### Goal of the exercise
Can you output the material exactly as written, minus any pictures it holds?

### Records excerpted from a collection
-.-.-
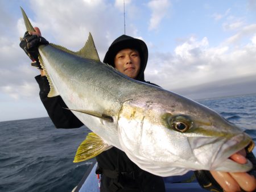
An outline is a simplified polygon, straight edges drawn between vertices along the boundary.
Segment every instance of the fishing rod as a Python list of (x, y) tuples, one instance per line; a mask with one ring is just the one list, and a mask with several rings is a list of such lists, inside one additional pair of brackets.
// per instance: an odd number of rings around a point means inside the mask
[(123, 24), (125, 28), (125, 0), (123, 0)]

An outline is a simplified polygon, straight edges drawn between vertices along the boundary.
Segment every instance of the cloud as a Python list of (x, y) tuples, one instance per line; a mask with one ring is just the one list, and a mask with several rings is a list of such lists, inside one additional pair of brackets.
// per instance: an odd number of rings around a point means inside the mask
-.-.-
### Answer in full
An outline is a simplified polygon, straight edges drawn between vertices along the boundary.
Segment every instance of the fishing rod as a Python list of (x, y) tuples, one instance per line; a mask with one ring is just the one list, and a mask with several rings is a list of such lists, inside one additional pair of brackets.
// per instance: an odd number of rings around a point means inside the mask
[(123, 24), (125, 28), (125, 0), (123, 0)]

An outline is a simplified polygon, straight edges drawn between vertices along the boundary.
Segment every instance of the cloud as a Python list of (x, y) tuples, one instance per line; a mask with one ring is just the one list, and a mask with several rings is a list of such lists, inside one additional pair of brackets.
// per instance: an odd number of rings around a point means inside the mask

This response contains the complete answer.